**Objectives:**
#1 In the DQN notebook below, list every observation feature named in the commented-out config.
#2 Extend the DQN notebook below with the lines that come after its final commented-out line.

# Narrow with SB3's DQN

##  Warming up
We start with a few useful installs and imports:

In [None]:
# Install environment and agent
!pip install git+https://github.com/liuxin00738/highway-env.git
!pip install stable-baselines3

# Environment
import gym
import highway_env

# Agent
from stable_baselines3 import DQN

# Visualization utils
%load_ext tensorboard
import sys
from tqdm.notebook import trange
!pip install tensorboardx gym pyvirtualdisplay
!apt-get install -y xvfb python-opengl ffmpeg
!git clone https://github.com/liuxin00738/highway-env.git 2> /dev/null
sys.path.insert(0, '/content/highway-env/scripts/')
from utils import record_videos, show_videos

# Playground

Adjust the config and render one image.

In [None]:
import pprint
from matplotlib import pyplot as plt
%matplotlib inline

env = gym.make("narrow-v0")
# config = {
#     "observation": {
#         "type": "Kinematics",
#         "vehicles_count": 3,
#         "features": ["presence", "x", "y", "vx", "vy"],
#         "features_range": {
#             "x": [-100, 100],
#             "y": [-100, 100],
#             "vx": [-20, 20],
#             "vy": [-20, 20]
#         },
#         "absolute": False,
#         "order": "sorted",
#         "normalize": False,
#     }
#     "other_vehicles_type": "highway_env.vehicle.kinematics.Vehicle",
# }
# env.configure(config)

Rows from a pointing dataset:
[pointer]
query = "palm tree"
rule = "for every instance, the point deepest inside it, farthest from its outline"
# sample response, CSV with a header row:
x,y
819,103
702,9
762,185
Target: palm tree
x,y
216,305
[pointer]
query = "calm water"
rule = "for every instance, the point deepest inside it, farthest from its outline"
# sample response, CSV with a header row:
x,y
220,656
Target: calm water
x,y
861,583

* * *

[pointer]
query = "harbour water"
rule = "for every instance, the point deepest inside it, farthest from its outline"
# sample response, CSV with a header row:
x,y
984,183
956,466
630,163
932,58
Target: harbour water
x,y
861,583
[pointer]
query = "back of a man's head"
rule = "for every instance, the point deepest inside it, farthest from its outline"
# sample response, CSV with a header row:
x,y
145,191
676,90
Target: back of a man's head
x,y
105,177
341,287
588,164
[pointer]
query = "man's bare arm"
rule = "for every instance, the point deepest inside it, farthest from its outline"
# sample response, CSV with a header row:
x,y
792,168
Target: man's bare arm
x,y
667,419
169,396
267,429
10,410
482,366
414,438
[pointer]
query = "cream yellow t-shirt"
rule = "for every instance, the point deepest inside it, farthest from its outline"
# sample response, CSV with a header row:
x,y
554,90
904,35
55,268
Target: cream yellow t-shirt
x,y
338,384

...

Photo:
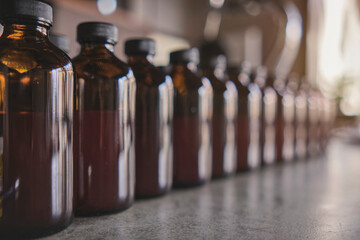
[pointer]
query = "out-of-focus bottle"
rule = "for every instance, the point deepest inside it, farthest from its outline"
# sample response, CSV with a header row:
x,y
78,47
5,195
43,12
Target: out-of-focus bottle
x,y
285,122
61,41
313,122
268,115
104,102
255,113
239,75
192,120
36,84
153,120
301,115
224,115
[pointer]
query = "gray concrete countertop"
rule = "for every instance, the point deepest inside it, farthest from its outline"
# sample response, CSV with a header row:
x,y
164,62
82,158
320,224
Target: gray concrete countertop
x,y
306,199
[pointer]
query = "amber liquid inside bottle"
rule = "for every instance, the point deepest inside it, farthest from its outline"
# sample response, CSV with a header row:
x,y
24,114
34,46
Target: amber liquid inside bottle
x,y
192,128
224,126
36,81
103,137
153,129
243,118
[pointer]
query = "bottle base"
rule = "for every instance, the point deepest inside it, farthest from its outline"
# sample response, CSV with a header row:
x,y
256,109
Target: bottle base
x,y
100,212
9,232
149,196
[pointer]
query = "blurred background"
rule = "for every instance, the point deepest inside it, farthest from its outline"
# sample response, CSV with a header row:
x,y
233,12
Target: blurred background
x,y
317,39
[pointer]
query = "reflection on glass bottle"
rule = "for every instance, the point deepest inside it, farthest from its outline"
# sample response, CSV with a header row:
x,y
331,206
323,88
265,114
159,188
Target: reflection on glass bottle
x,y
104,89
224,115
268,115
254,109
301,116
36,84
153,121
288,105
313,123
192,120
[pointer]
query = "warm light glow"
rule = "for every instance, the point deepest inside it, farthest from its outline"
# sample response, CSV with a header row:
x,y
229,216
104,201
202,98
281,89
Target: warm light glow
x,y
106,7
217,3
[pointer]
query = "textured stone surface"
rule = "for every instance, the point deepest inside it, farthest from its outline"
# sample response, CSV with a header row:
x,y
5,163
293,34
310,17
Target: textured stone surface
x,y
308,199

**Answers per task:**
#1 presence, x, y, vx, vy

#2
# pprint.pprint(env.config)

# Render an image and show it.
env.reset()

action = env.action_type.actions_indexes["IDLE"]
obs, reward, done, info = env.step(action)
env.render()

plt.figure(figsize = (25,10))
plt.imshow(env.render(mode="rgb_array"))
plt.show()
env.close()

In [None]:
import pprint
from matplotlib import pyplot as plt
%matplotlib inline

env = gym.make("narrow-v0")
# config = {
#     "observation": {
#         "type": "Kinematics",
#         "vehicles_count": 3,
#         "features": ["presence", "x", "y", "vx", "vy"],
#         "features_range": {
#             "x": [-100, 100],
#             "y": [-100, 100],
#             "vx": [-20, 20],
#             "vy": [-20, 20]
#         },
#         "absolute": False,
#         "order": "sorted",
#         "normalize": False,
#     }
#     "other_vehicles_type": "highway_env.vehicle.kinematics.Vehicle",
# }
# env.configure(config)
env.config['centering_position'] = [0.0, 0.5]
env.config['scaling'] = 5
env.config['show_trajectories'] = True
# pprint.pprint(env.config)

env.reset()
env = record_videos(env)
obs, done = env.reset(), False
while not done:
    action = env.action_type.actions_indexes["IDLE"]
    obs, reward, done, info = env.step(action)
env.close()
show_videos()

## Training
Run tensorboard locally to visualize training.

In [None]:
%tensorboard --logdir "highway_dqn"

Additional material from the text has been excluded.